» What to work on
a) Reproduce the forum thread starting with "i have a remote" and going on through "webserver using NFS.", replacing "remote location" with "network share".
b) In the forum thread, list in order the numbered points in jimmy0402's second post.

» Passage provided
⁂

# download install j2me app on mobile thro' wap



## jimmy0402 (Mar 3, 2007)

hi
i hav a j2me application and want to install j2me application on mobile phone, provided on my wap site.
i m using Red hat linux Enterprise edition, jakarta-tomcat-5.0.16 web server.

Plz help me in creating this wap support to my site

Thanx
jimmy


----------



## Chicon (Jul 29, 2004)

Hi jimmy0402,

Welcome to TSG ! 

If you're familiar with running servlets on your Tomcat server, you may be interested by
this tutorial about WAP.


----------



## jimmy0402 (Mar 3, 2007)

Chicon said:


> Hi jimmy0402,
> 
> Welcome to TSG !
> 
> ...


hi Chicon, 
i am able to build a basic wap site.
what is needed here is as:
1. to provide a j2me application that be downloaded and installed on visiting my page.
2. I have some audio (.WAV) files, and their path/location is fetched from database 
say /home/jimmy/audio/242.WAV.now i want to play this wav file in my wap site so that 
the user can listen to the audio.
3. I can download the same file on my mobile from the wap site.
i m able to get database access for filepaths and display in simulator screen. 
Please help me in completing.

thanx and regards,
jimmy


----------



## jimmy0402 (Mar 3, 2007)

hi
i m able to pplay a wav file audio in wap browser.
there is a limitation i m facing abt web server that it does not allow to play file
outside itself.
i have a remote location where my audio files are placed, i want to access the audio files 
from there and provide them in wap on phone.

anybody plz help me.


----------



## jimmy0402 (Mar 3, 2007)

hi friends,
i am able to access my files outside webserver using NFS.


all my queries are solved.
Thanx to techguy forums


----------

⁂

» Data entries
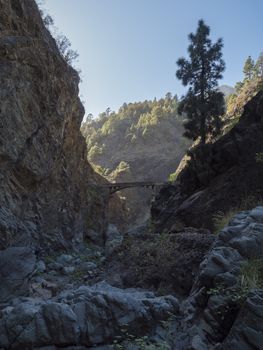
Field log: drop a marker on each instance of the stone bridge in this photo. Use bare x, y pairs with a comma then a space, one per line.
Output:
118, 186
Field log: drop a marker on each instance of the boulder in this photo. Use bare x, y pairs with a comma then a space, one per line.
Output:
87, 316
17, 265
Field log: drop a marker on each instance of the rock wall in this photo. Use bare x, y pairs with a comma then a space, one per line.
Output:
218, 178
44, 175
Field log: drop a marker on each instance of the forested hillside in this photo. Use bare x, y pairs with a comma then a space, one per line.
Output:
251, 84
142, 141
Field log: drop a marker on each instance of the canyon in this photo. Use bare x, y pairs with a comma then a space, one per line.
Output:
69, 278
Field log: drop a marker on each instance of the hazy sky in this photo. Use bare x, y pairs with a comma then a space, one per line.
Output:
128, 48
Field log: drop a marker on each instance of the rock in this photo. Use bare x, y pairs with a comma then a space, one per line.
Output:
113, 239
17, 265
84, 317
137, 231
247, 330
55, 266
88, 266
41, 266
64, 259
112, 232
67, 270
219, 177
257, 214
46, 196
224, 308
165, 263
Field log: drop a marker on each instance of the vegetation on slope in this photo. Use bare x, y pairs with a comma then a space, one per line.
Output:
142, 141
245, 90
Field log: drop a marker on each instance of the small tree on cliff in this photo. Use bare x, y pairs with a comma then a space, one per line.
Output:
203, 104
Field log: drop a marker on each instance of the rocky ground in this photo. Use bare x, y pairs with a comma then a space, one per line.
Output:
80, 299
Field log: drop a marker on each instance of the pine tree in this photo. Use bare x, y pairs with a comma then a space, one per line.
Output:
259, 65
249, 68
203, 103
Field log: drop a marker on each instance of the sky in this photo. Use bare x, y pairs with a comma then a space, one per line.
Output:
128, 48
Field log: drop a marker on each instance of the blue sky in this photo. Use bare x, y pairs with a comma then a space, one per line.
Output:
128, 48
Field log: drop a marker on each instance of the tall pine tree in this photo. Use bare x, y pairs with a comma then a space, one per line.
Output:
249, 68
203, 104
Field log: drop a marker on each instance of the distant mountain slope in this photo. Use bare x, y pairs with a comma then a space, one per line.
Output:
228, 178
227, 90
142, 141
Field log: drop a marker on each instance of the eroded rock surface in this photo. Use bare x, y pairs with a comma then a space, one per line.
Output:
44, 175
86, 316
225, 306
17, 265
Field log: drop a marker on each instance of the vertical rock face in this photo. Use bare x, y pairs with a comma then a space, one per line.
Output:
224, 176
44, 175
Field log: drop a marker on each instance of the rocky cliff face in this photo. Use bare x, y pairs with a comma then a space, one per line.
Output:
143, 141
44, 174
227, 177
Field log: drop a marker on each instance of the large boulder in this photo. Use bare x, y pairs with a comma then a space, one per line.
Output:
17, 265
225, 305
86, 316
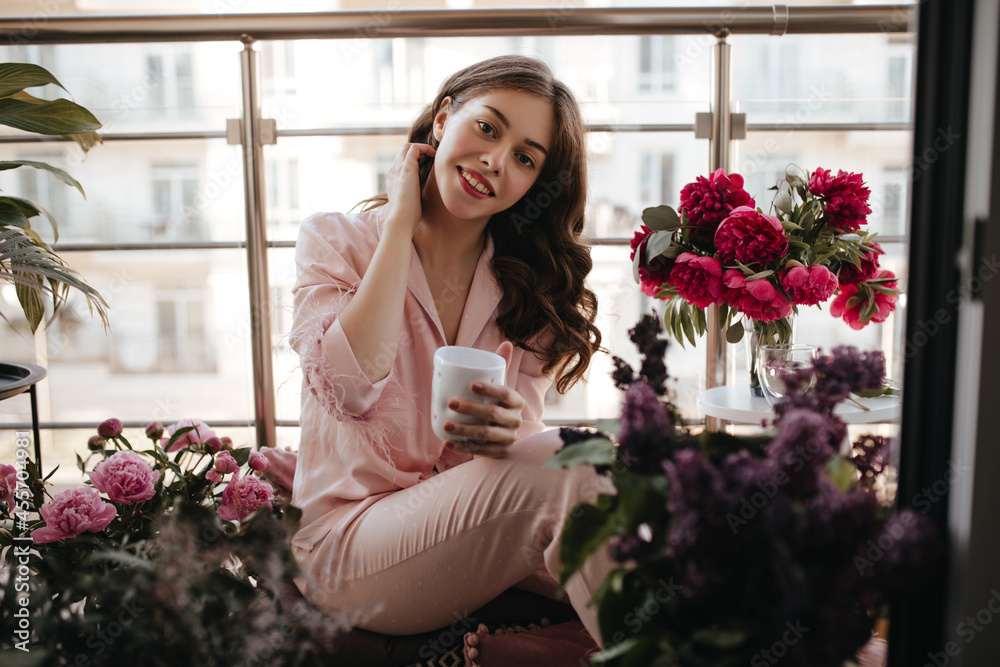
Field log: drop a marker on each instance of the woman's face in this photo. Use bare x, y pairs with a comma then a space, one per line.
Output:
491, 151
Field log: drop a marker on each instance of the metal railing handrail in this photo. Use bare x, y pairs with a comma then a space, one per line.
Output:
776, 19
394, 130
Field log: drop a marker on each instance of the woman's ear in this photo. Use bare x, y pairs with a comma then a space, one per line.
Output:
441, 117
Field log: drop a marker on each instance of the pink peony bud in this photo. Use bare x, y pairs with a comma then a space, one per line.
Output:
8, 485
71, 513
110, 428
259, 462
125, 478
225, 463
809, 285
214, 444
154, 431
243, 496
199, 434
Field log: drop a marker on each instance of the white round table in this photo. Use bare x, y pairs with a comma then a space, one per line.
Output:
734, 403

⁂

» Complete answers
a)
i have a network share where my audio files are placed, i want to access the audio files 
from there and provide them in wap on phone.

anybody plz help me.


----------



## jimmy0402 (Mar 3, 2007)

hi friends,
i am able to access my files outside webserver using NFS.

b)
1. Provide a j2me application that can be downloaded and installed by visiting the page.
2. Play .WAV audio files, whose paths are fetched from a database, on the wap site so the user can listen to them.
3. Download the same file to a mobile phone from the wap site.